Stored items
--- START ---

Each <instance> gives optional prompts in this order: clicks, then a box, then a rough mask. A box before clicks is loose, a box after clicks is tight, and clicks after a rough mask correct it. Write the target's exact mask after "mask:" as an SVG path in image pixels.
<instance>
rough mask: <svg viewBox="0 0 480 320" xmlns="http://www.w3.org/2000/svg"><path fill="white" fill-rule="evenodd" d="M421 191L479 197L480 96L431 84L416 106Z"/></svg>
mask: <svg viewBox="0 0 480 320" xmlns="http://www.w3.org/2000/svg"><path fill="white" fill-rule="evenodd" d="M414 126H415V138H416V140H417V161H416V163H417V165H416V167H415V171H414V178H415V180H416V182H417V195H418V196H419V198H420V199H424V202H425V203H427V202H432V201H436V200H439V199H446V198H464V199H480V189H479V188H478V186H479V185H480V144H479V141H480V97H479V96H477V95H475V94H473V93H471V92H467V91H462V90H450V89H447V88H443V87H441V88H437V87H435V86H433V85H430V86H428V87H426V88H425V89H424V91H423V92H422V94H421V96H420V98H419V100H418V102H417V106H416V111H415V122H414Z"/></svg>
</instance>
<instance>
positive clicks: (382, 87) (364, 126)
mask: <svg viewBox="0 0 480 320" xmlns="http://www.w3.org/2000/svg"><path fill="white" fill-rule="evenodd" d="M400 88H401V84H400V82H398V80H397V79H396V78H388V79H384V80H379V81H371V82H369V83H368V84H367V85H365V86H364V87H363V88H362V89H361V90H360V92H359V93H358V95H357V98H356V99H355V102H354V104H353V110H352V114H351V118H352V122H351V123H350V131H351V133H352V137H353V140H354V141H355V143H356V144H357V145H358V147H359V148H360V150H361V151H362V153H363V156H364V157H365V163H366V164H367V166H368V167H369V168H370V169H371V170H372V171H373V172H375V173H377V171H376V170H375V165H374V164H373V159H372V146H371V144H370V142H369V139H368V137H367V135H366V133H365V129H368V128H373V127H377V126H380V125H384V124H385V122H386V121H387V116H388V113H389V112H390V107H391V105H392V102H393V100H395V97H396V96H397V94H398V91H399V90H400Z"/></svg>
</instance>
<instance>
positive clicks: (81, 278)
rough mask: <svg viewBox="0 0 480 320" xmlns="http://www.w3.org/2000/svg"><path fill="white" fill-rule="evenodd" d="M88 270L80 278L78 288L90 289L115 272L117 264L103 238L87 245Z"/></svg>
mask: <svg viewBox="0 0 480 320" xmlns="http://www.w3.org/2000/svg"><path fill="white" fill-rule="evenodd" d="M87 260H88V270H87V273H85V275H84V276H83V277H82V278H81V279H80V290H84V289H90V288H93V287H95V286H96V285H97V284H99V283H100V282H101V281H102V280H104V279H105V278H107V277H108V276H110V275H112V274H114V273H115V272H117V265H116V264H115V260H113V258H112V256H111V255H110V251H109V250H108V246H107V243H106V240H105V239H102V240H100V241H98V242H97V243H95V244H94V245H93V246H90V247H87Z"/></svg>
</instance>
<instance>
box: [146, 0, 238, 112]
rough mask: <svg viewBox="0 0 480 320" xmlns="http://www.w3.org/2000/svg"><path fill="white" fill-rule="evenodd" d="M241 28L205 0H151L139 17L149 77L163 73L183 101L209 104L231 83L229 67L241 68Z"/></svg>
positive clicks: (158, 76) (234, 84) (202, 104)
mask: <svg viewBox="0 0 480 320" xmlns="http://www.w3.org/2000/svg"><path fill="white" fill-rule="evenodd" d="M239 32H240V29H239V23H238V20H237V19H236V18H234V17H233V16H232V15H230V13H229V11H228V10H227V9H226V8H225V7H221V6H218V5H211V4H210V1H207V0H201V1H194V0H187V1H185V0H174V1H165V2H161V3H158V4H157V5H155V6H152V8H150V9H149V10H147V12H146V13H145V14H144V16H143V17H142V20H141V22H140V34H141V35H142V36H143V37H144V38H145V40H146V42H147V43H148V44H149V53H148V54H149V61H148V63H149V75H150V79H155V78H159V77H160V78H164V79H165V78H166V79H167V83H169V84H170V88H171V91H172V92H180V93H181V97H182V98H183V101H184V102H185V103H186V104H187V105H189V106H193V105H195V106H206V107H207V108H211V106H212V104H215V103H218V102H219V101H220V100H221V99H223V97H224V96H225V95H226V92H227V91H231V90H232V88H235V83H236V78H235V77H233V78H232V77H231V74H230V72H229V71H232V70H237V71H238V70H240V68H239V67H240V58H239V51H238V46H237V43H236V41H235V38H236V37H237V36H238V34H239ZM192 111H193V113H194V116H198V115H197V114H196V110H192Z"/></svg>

--- END ---

__Task instructions__: All of the records above are to be returned exactly as they stand.

__Answer to this exercise__:
Each <instance> gives optional prompts in this order: clicks, then a box, then a rough mask. A box before clicks is loose, a box after clicks is tight, and clicks after a rough mask correct it. Write the target's exact mask after "mask:" as an SVG path in image pixels.
<instance>
rough mask: <svg viewBox="0 0 480 320" xmlns="http://www.w3.org/2000/svg"><path fill="white" fill-rule="evenodd" d="M421 191L479 197L480 96L431 84L416 106Z"/></svg>
mask: <svg viewBox="0 0 480 320" xmlns="http://www.w3.org/2000/svg"><path fill="white" fill-rule="evenodd" d="M414 126H415V138H416V140H417V161H416V163H417V165H416V167H415V171H414V178H415V180H416V182H417V195H418V196H419V198H420V199H424V202H425V203H427V202H432V201H436V200H439V199H446V198H464V199H480V189H479V188H478V186H479V185H480V144H479V141H480V97H479V96H477V95H475V94H473V93H471V92H467V91H462V90H450V89H447V88H443V87H441V88H437V87H435V86H433V85H430V86H428V87H426V88H425V89H424V91H423V92H422V94H421V96H420V98H419V100H418V102H417V106H416V111H415V122H414Z"/></svg>
</instance>
<instance>
positive clicks: (382, 87) (364, 126)
mask: <svg viewBox="0 0 480 320" xmlns="http://www.w3.org/2000/svg"><path fill="white" fill-rule="evenodd" d="M400 88H401V84H400V82H398V80H397V79H396V78H388V79H384V80H379V81H371V82H369V83H368V84H367V85H365V86H364V87H363V88H362V89H361V90H360V92H359V93H358V95H357V98H356V99H355V102H354V104H353V110H352V114H351V118H352V122H351V123H350V131H351V133H352V137H353V140H354V141H355V143H356V144H357V145H358V147H359V148H360V150H361V151H362V153H363V156H364V157H365V163H366V164H367V166H368V167H369V168H370V169H371V170H372V171H373V172H375V173H377V171H376V170H375V165H374V164H373V159H372V146H371V144H370V142H369V139H368V137H367V135H366V133H365V129H368V128H373V127H377V126H380V125H384V124H385V122H386V121H387V116H388V113H389V112H390V107H391V105H392V102H393V100H395V97H396V96H397V94H398V91H399V90H400Z"/></svg>
</instance>
<instance>
positive clicks: (81, 278)
rough mask: <svg viewBox="0 0 480 320" xmlns="http://www.w3.org/2000/svg"><path fill="white" fill-rule="evenodd" d="M88 270L80 278L78 288L90 289L115 272L117 264L103 238L87 245Z"/></svg>
mask: <svg viewBox="0 0 480 320" xmlns="http://www.w3.org/2000/svg"><path fill="white" fill-rule="evenodd" d="M87 260H88V270H87V273H85V275H84V276H83V277H82V278H81V279H80V290H84V289H90V288H93V287H95V286H96V285H97V284H99V283H100V282H101V281H102V280H104V279H105V278H107V277H108V276H110V275H112V274H114V273H115V272H117V265H116V264H115V260H113V258H112V256H111V255H110V251H109V250H108V246H107V243H106V240H105V239H102V240H100V241H98V242H97V243H95V244H94V245H93V246H90V247H87Z"/></svg>
</instance>
<instance>
box: [146, 0, 238, 112]
rough mask: <svg viewBox="0 0 480 320" xmlns="http://www.w3.org/2000/svg"><path fill="white" fill-rule="evenodd" d="M241 28L205 0H151L139 17L149 77L163 73L183 101L209 104L231 83L229 67L241 68Z"/></svg>
positive clicks: (158, 76) (234, 84) (202, 104)
mask: <svg viewBox="0 0 480 320" xmlns="http://www.w3.org/2000/svg"><path fill="white" fill-rule="evenodd" d="M239 32H240V29H239V23H238V20H237V19H236V18H234V17H233V16H232V15H230V13H229V11H228V10H227V9H226V8H225V7H221V6H218V5H211V4H210V1H207V0H201V1H194V0H187V1H185V0H174V1H165V2H161V3H158V4H157V5H155V6H152V8H150V9H149V10H147V12H146V13H145V14H144V16H143V17H142V20H141V22H140V34H141V35H142V36H143V37H144V38H145V40H146V42H147V43H148V44H149V53H148V54H149V61H148V63H149V75H150V79H155V78H159V77H160V78H164V79H165V78H166V79H167V83H169V84H170V88H171V91H172V92H180V93H181V97H182V98H183V101H184V102H185V103H186V104H187V105H189V106H193V105H195V106H206V107H207V108H211V106H212V104H215V103H218V102H219V101H220V100H221V99H223V97H224V96H225V95H226V92H227V91H231V90H232V88H235V83H236V78H235V77H233V78H232V77H231V74H230V72H229V71H232V70H237V71H238V70H240V68H239V67H240V58H239V51H238V46H237V43H236V41H235V38H236V37H237V36H238V34H239ZM192 111H193V113H194V116H198V115H197V114H196V110H192Z"/></svg>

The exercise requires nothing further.